• [Brief]: Would you repeat the entries below exactly and omit the pictures?

• [Material shown]:
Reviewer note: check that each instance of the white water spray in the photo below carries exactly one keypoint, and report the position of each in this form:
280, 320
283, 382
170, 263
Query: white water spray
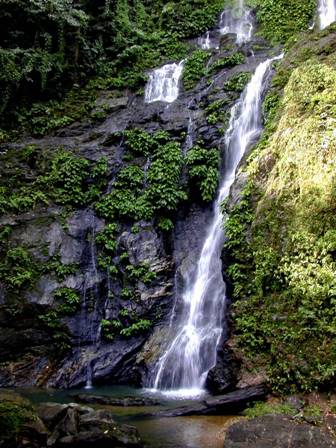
326, 12
183, 369
163, 84
205, 41
237, 21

• [Answer for this exercise]:
Reviewer note: check that each instance of the white water spray in the photo below carries exactly one keypoint, and report the position of each in this form:
280, 320
283, 382
170, 263
Query: white water spray
326, 12
183, 369
163, 84
205, 41
237, 21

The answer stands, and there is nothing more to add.